Exercise details -> Type the records that follow again exactly as written, but drop the pictures.

Dataset items
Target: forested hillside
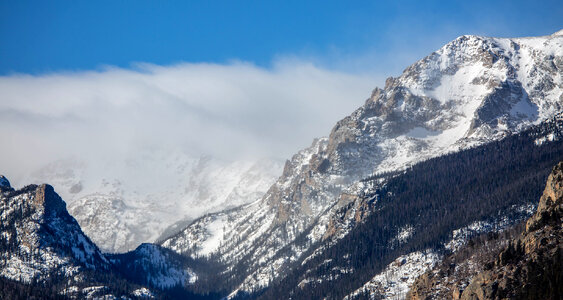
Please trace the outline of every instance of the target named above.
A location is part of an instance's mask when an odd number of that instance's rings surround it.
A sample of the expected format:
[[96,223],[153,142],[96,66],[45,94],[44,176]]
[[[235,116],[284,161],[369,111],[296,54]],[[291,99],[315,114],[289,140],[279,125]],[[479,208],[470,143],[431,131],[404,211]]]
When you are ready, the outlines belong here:
[[[364,222],[256,296],[341,299],[400,255],[427,249],[445,253],[453,230],[475,221],[502,226],[499,220],[516,223],[528,217],[531,212],[524,207],[537,203],[551,167],[563,158],[561,125],[555,118],[389,178],[376,194],[366,195],[377,201]],[[404,243],[396,239],[402,228],[412,228]],[[310,278],[318,280],[304,281]]]

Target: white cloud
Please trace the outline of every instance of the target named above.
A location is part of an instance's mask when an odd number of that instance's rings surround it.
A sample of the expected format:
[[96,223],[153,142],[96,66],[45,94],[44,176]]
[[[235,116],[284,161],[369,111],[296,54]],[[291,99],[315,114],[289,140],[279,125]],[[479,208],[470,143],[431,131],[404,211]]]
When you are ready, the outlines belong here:
[[55,159],[142,148],[288,158],[328,135],[380,80],[289,60],[0,77],[1,172],[21,178]]

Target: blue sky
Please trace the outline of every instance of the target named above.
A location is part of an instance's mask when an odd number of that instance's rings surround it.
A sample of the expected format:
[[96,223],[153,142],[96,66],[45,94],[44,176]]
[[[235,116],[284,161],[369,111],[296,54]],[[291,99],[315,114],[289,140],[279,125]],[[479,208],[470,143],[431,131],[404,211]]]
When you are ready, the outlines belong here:
[[0,0],[0,166],[284,160],[448,41],[551,34],[562,3]]
[[0,75],[311,61],[396,75],[462,34],[545,35],[562,1],[0,1]]

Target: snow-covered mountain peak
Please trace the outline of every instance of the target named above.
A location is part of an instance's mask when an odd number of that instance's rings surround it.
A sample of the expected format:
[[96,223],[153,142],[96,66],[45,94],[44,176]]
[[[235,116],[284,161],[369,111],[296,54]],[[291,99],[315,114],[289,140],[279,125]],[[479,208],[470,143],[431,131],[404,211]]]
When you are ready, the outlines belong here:
[[[389,78],[328,138],[294,155],[261,201],[199,219],[163,246],[197,256],[212,242],[206,255],[243,264],[240,290],[263,286],[315,242],[345,234],[329,230],[331,215],[369,188],[360,179],[500,139],[561,111],[562,55],[562,36],[461,36]],[[339,222],[348,221],[357,220]]]
[[[562,53],[562,36],[461,36],[389,78],[385,89],[374,90],[363,107],[339,122],[331,139],[340,144],[338,136],[351,140],[352,134],[379,146],[404,139],[424,154],[430,144],[455,150],[519,131],[561,109]],[[400,156],[393,160],[407,159]],[[387,161],[366,171],[397,167]]]

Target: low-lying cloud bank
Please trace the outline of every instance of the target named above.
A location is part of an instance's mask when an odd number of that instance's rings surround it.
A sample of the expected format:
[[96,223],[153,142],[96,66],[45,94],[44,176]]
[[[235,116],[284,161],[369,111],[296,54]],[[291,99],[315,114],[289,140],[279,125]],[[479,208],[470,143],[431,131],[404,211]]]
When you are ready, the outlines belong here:
[[0,167],[25,177],[66,157],[122,159],[140,149],[228,160],[288,158],[326,136],[376,86],[372,76],[306,62],[0,77]]

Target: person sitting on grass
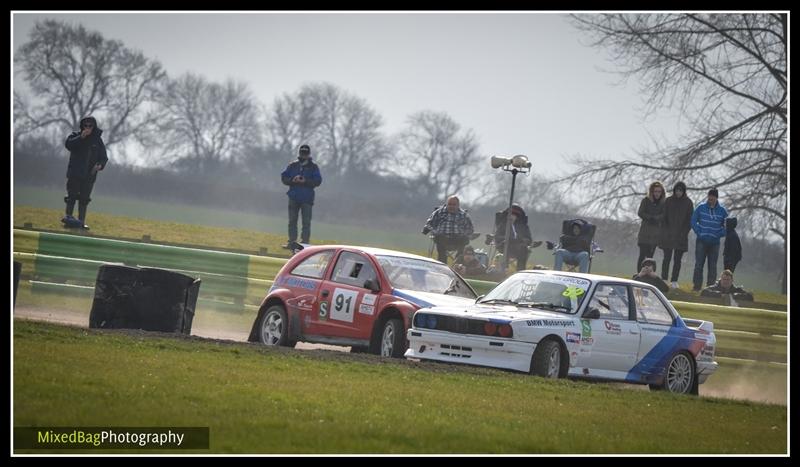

Solution for this exercise ->
Target: forested hillside
Please trace the outline of every instance of the target named above.
A location is part of an instance's mask when an odd number of that instance's rings surround it.
A sample of the expected format:
[[96,223],[153,142],[96,66],[45,94],[44,176]]
[[[235,116],[284,161],[369,111],[296,54]],[[291,99],[315,114],[289,140],[279,125]],[[479,208],[470,143],[431,131],[404,211]]]
When you are ready, the outlines belong here:
[[[364,222],[256,296],[341,299],[400,255],[427,249],[445,253],[453,230],[475,221],[502,226],[499,220],[516,223],[528,217],[531,212],[524,207],[537,203],[551,167],[563,158],[561,125],[555,118],[389,178],[376,194],[366,195],[377,201]],[[404,243],[396,239],[402,228],[412,228]],[[310,278],[318,280],[304,281]]]

Target: white cloud
Please trace the outline of every instance of the target named above.
A location is part of an instance's mask when an odd number of that instance's rings surround it.
A sample of the expected format:
[[96,223],[153,142],[96,66],[45,94],[44,176]]
[[[235,116],[284,161],[369,111],[296,54]],[[291,99],[315,114],[289,140],[279,125]],[[479,208],[470,143],[431,131],[404,211]]]
When you are ready, the outlines belong here:
[[55,159],[142,148],[288,158],[328,135],[380,80],[289,60],[0,77],[1,172],[21,178]]

Target: blue sky
Please trace the outline of every instance of the target named above.
A location is part of an instance's mask when an odd number of that instance's rings surround it.
A sample of the expected format:
[[96,223],[153,142],[96,66],[45,94],[44,176]]
[[[235,116],[284,161],[369,111],[296,54]],[[291,99],[315,114],[289,140],[279,125]],[[479,208],[470,143],[431,131],[404,211]]]
When you are ready, the outlines belong here:
[[0,0],[0,166],[284,160],[448,41],[551,34],[562,3]]
[[0,75],[311,61],[396,75],[462,34],[545,35],[562,1],[0,1]]

Target: snow-covered mountain peak
Please trace the outline of every instance of the target named above.
A location is part of an instance's mask when an odd number of that instance's rings surround it.
A sample of the expected format:
[[96,223],[153,142],[96,66],[45,94],[44,176]]
[[[235,116],[284,161],[369,111],[296,54]],[[291,99],[315,114],[289,140],[279,125]],[[479,208],[470,143],[431,131],[404,211]]]
When you are ready, the outlines belong here:
[[[389,78],[328,138],[294,155],[261,201],[199,219],[163,246],[197,256],[212,242],[206,255],[243,264],[240,290],[263,286],[315,242],[345,234],[329,230],[331,215],[369,188],[360,179],[500,139],[561,111],[562,55],[562,36],[461,36]],[[339,222],[348,221],[357,220]]]
[[[562,53],[562,36],[461,36],[389,78],[385,89],[374,90],[363,107],[339,122],[331,139],[340,144],[338,136],[351,140],[352,134],[379,146],[404,139],[424,154],[430,144],[455,150],[519,131],[561,109]],[[400,156],[393,160],[407,159]],[[387,161],[366,171],[397,167]]]

Target: low-lying cloud bank
Please trace the outline of every instance of the target named above.
A location is part of an instance's mask when an odd number of that instance's rings surround it.
A sample of the expected format:
[[96,223],[153,142],[96,66],[45,94],[44,176]]
[[[235,116],[284,161],[369,111],[296,54]],[[291,99],[315,114],[289,140],[279,125]],[[479,208],[470,143],[431,131],[404,211]]]
When you are ready, the outlines belong here:
[[0,167],[25,177],[66,157],[122,159],[140,149],[228,160],[288,158],[326,136],[376,86],[372,76],[306,62],[0,77]]

Target: person sitting on grass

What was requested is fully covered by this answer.